Excerpt:
---------------
Proposed Fundraising of up to £2.5 million

Potential Acquisition

Proposed Share Consolidation

Trading Update

 

Introduction

In its interim results for the six months ended 31 December 2011, Kedco noted that its ability to continue as a going concern was contingent upon additional finance being made available for the Company's working capital requirements and a successful outcome to debt restructuring initiatives undertaken by the Group.

 

Since that time, the Board has explored a number of different sources of additional finance. Whilst the Board was confident of raising additional capital, it has become apparent that a combination of the Group's current levels of debt and concerns over the Company's current capital structure, was leading to uncertainty in the market surrounding the Company and its strategy of constructing, owning and operating electricity and heat generation plants.

 

Kedco has therefore pursued discussions with certain of its existing providers of debt finance with a view to restructuring certain of its debts such that the Company would have a suitable basis on which to raise further equity finance to meet its working capital requirements. This process has culminated in the Company entering into binding agreements with the Lenders (the "Restructuring"). Pursuant to the Restructuring, the Company has agreed to the disposal of its 80 per cent. indirect interest in SIA Vudlande (the "Disposal").

 

The Restructuring, which will involve the issue of New Ordinary Shares, will significantly strengthen the Group's balance sheet through the reduction of its debt by approximately £8.5 million (€10.8 million) and a reduction in its annual interest charge of £1.2 million (€1.5 million).

 

The New Ordinary Shares issued pursuant to the Restructuring will be issued at a price (the "Conversion Price") equivalent to that received by the Company in respect of an equity fundraising that it intends to undertake upon the Resolutions being passed at the EGM (the "Fundraising"). The Restructuring is conditional, inter alia, upon the Fundraising occurring and the granting by Ordinary Shareholders of share allotment authorities and the approval by Ordinary Shareholders of the Resolutions to be proposed at the EGM.

 

The Board is of the view that the Restructuring represents the only realistic prospect for reducing the Group's debt burden and securing the finance required to meet its working capital requirements and to advance the development of its portfolio of renewable energy projects.

 

The Board is also of the view that the decision of the Lenders, including the Company's largest shareholder FBD and other shareholders in their capacities as Lenders, to convert their debt into equity in the Company shows a confidence in the Company's future, its management and its business strategy.

 

If the Resolutions are not passed then, in the absence of the Restructuring, Lenders may seek to withdraw their support for the Company. The Board is of the view that any such process, coupled with the lack of working capital resources, would mean that the Company would have to reconsider its ability to continue as a going concern and, in the absence of viable alternatives, might lead to the Company ceasing to trade and entering insolvency.
---------------
Record extracts:
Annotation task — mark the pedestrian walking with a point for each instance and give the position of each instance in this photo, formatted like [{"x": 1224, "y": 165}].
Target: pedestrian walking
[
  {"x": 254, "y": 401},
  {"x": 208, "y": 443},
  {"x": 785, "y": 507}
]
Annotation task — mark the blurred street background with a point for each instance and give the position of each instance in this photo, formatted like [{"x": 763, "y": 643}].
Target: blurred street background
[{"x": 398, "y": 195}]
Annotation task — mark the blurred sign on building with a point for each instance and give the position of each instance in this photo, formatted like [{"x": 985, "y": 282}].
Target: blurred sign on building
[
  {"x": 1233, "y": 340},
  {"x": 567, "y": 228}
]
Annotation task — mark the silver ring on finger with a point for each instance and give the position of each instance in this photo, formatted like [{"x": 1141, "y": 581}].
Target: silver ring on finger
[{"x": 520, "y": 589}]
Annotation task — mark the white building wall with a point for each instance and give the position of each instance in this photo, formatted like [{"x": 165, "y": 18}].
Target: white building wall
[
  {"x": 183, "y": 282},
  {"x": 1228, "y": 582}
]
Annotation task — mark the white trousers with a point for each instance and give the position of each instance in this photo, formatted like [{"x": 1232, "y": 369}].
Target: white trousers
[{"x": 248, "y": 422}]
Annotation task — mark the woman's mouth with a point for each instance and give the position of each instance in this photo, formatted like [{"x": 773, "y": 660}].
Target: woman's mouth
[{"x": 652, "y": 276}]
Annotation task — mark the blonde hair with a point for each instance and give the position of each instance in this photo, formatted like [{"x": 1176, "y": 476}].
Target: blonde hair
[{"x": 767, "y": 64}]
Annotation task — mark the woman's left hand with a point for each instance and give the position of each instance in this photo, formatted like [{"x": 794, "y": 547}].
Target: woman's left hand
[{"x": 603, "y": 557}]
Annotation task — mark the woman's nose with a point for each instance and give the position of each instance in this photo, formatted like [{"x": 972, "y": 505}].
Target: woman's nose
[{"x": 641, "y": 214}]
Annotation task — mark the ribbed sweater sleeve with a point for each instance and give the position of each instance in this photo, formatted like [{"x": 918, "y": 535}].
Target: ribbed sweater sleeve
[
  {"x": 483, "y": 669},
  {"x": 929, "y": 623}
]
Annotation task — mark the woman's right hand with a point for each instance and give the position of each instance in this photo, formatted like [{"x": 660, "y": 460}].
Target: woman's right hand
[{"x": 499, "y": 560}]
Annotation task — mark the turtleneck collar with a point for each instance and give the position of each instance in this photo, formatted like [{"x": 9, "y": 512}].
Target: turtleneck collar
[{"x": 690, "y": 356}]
---------------
Work to do:
[1] Return the passage of the fundraising announcement starting with "If the Resolutions" and going on through "and entering insolvency.", word for word.
[2] Resume the fundraising announcement from the point where it stops.
The items are not used in any of this.

Expected results:
[1]
If the Resolutions are not passed then, in the absence of the Restructuring, Lenders may seek to withdraw their support for the Company. The Board is of the view that any such process, coupled with the lack of working capital resources, would mean that the Company would have to reconsider its ability to continue as a going concern and, in the absence of viable alternatives, might lead to the Company ceasing to trade and entering insolvency.

[2]
 

The principal elements of the Restructuring include: (i) the issue of New Ordinary Shares to the Lenders in full and final settlement of the loan capital and interest repayments due to them; and (ii) the disposal of the Company's entire interest in SIA Vudlande, a Latvian registered company engaged in the sawmilling business, to the holders of the Zero-Coupon Secured Notes.

 

As the price at which the New Ordinary Shares will be issued is not currently known but will be determined by the Fundraising and the prevailing Sterling/Euro exchange rate at the date of the EGM, the Board is seeking authorities that it considers will be sufficient to allow the Restructuring, Fundraising and Acquisition to occur. The exchange rate at which the Conversion Price will be converted into Euros is not currently known. Based on the Sterling /Euro exchange rates as at 30 August 2012, in the event that the anticipated maximum number of New Ordinary Shares were to be issued pursuant to the Restructuring, Existing Shareholders would hold 35.19 per cent. of the issued share capital of the Company. In the event that the anticipated maximum number of New Ordinary Shares were to be issued pursuant to the Restructuring, Fundraising and Acquisition, Existing Shareholders would hold 22.31 per cent. of the issued share capital of the Company.

 

In addition and as required by the AIM Rules, Ordinary Shareholders will also be asked to approve the disposal by the Company of its interest in SIA Vudlande to the holders of the Zero-Coupon Secured Notes.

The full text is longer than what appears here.